Copy out all of the records below word for word, leaving every line unchanged.
+---+
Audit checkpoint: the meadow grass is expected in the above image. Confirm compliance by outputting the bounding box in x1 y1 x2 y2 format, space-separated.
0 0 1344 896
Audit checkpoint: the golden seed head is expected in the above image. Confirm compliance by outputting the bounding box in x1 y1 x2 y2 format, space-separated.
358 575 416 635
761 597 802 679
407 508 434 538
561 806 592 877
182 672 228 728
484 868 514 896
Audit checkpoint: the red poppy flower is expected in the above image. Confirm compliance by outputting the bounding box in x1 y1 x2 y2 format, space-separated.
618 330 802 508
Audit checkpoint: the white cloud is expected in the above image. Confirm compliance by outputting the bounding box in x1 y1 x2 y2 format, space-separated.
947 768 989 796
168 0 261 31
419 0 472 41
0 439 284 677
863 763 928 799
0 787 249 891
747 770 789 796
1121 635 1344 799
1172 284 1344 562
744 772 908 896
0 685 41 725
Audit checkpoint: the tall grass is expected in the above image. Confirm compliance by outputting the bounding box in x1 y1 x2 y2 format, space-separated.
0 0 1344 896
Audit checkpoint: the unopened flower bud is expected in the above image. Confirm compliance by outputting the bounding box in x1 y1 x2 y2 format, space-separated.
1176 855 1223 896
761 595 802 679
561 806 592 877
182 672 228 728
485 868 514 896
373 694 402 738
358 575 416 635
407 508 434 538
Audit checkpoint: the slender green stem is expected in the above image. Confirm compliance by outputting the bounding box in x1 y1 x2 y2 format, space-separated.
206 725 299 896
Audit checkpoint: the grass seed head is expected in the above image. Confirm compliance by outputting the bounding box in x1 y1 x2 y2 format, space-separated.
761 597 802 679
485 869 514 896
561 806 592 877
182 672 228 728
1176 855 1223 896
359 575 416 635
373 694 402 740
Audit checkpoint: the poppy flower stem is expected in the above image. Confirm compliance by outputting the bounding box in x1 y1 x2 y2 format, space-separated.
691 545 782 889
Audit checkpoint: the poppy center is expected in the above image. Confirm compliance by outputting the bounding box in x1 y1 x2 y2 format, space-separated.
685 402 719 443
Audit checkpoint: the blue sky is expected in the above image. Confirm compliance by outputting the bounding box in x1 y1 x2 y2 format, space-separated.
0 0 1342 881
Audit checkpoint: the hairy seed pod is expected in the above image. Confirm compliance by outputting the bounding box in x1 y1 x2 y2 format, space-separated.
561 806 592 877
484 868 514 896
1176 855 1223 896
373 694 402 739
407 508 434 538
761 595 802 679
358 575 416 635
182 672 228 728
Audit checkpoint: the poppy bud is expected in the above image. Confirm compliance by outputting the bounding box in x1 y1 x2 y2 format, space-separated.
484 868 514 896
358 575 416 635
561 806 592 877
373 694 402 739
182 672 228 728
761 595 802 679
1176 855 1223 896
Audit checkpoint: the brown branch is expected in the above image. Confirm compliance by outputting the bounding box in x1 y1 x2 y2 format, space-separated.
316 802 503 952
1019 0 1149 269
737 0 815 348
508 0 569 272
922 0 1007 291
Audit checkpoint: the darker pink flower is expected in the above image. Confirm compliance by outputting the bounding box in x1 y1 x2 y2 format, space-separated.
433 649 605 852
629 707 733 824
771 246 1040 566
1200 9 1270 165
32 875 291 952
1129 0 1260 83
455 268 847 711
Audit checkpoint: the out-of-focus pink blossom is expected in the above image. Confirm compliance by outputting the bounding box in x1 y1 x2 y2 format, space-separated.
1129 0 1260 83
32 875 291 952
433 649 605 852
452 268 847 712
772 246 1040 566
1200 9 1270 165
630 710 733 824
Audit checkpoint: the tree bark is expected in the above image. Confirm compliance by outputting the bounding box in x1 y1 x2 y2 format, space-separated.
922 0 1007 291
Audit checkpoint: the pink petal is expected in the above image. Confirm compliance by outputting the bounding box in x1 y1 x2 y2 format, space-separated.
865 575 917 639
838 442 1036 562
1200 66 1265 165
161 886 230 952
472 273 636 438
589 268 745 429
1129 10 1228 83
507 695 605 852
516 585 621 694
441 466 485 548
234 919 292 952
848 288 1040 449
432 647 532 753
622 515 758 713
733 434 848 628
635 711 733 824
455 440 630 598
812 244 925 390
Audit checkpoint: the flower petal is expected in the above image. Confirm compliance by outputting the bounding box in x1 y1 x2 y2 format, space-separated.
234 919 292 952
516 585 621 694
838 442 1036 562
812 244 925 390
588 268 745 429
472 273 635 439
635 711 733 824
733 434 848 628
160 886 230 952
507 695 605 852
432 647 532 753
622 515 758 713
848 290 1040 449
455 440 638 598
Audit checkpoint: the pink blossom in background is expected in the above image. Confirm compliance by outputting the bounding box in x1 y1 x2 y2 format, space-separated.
+---+
- [Result of the exercise]
Audit checkpoint: the meadow grass is expected in the above image. Confirm compliance by outputting the bounding box in x1 y1 x2 y2 format, space-separated.
0 0 1344 896
Audit checkpoint: the golden seed head is expected in the above image. Confirm compliance by outputting the bounding box in x1 y1 x2 y2 format, space-separated.
358 575 416 635
761 597 802 679
407 508 434 538
561 806 592 877
182 672 228 728
484 868 514 896
Audit checkpoint: the red poppy flower is expected in the above image. Confirm compliance by outputting the bounding box in x1 y1 x2 y2 format, space-separated.
618 330 802 508
Audit checkpoint: the white cloud is expected in the above image. Confirm compliance by outputting the bounding box in x1 y1 x2 y2 format, space-separated.
947 768 989 796
168 0 261 31
419 0 472 41
0 439 284 677
863 763 928 799
0 787 249 891
747 770 789 796
1121 635 1344 799
1172 284 1344 562
744 772 908 896
0 685 41 725
Audit checkpoint: the tall grass is expected in the above image. Confirm compliance by outputting the bounding box in x1 y1 x2 y2 format, space-separated.
0 0 1344 896
Audit checkpoint: the unopened flower bud is expected in the above image. Confirm compliance by outputting the bounding box in x1 y1 x2 y2 format, space-separated.
1176 855 1223 896
761 595 802 679
561 806 592 877
182 672 228 728
485 868 514 896
373 694 402 738
358 575 416 635
407 508 434 538
Audit checkpoint: the slender green stem is expected in the above image. Confirm compliance by outputting the bounding box in x1 y1 x2 y2 format, space-separated.
206 725 299 896
Audit checkpoint: the grass seed head is expected in the above image. Confirm compliance by outputting the bounding box in x1 y1 x2 y2 format, space-separated.
761 597 802 679
485 869 514 896
561 806 592 877
182 672 228 728
1176 855 1223 896
359 575 416 635
373 694 402 740
Audit checkpoint: the poppy flower stem is expected in the above image. Confirm compliance by outputting the bounding box in x1 y1 x2 y2 format, space-separated.
691 545 782 889
Audit checkpoint: the poppy center is expected in the above image. Confirm compliance by outputting the bounding box in x1 y1 x2 y2 format, space-separated.
685 402 719 443
Audit checkpoint: the blue sky is expected in the above image. Confirm compliance by outputting the bounding box in x1 y1 x2 y2 format, space-separated.
0 0 1342 881
Audit checkpoint: the hairy seed pod is expected in the above image. Confirm compliance by outputting the bounding box in x1 y1 x2 y2 format, space-separated.
561 806 592 877
484 868 514 896
1176 855 1223 896
373 694 402 739
407 508 434 538
761 595 802 679
358 575 416 635
182 672 228 728
Audit checkpoint: the poppy bud is expected in the above image. Confirm compliance by outputting the bounding box in x1 y1 x2 y2 format, space-separated.
484 868 514 896
358 575 416 635
561 806 592 877
373 694 402 739
182 672 228 728
761 595 802 679
1176 855 1223 896
Audit checkpoint: the brown branch is expected in the above image. Confirm compliance by outputting the bounding box in x1 y1 x2 y2 format, space-separated.
316 802 503 952
1019 0 1149 269
737 0 815 348
508 0 569 272
922 0 1007 291
Audit checkpoint: the darker pink flower is expected in the above image. Confirm compliance by outputting the bounding box in x1 y1 x2 y2 format, space-separated.
433 649 605 852
629 707 733 824
771 246 1040 566
1200 9 1270 165
32 875 291 952
1129 0 1260 83
455 268 847 711
Audit checkpoint: the out-of-focus pink blossom is expected in the above image. Confirm compliance by outputting the bounding box in x1 y1 x2 y2 format, space-separated.
1129 0 1260 83
32 875 291 952
433 649 605 852
452 268 847 712
772 246 1040 566
1200 9 1270 165
630 710 733 824
Audit checkpoint: the tree bark is expected in the above image. Confirm compliance by outputting the bounding box in x1 y1 x2 y2 format, space-separated.
922 0 1007 291
Audit checkpoint: the pink petal is expected in the above image. Confirm compliance by outputting the bounding box in x1 y1 x2 y2 format, space-separated.
865 575 917 639
838 442 1036 562
1200 66 1265 165
161 886 230 952
472 273 636 438
589 268 745 429
1129 10 1228 83
507 695 605 852
516 585 621 694
441 466 485 548
234 919 292 952
848 288 1040 449
432 647 532 753
622 515 758 713
733 434 848 628
635 711 733 824
455 440 630 598
812 244 925 390
Audit checkpoint: the flower petal is expected in the above image. Confirm compliance by outputting the bounding box in x1 y1 x2 y2 format, space-separated.
234 919 292 952
516 585 621 694
838 442 1036 562
812 244 925 390
588 268 745 429
472 273 635 439
635 711 733 824
733 434 848 628
160 886 230 952
507 695 605 852
432 647 532 753
622 515 758 713
848 290 1040 449
455 440 638 598
Audit checkpoint: the pink blossom in background is expected in the above image. Confirm compliance by outputting the bounding box in x1 y1 x2 y2 format, space-separated.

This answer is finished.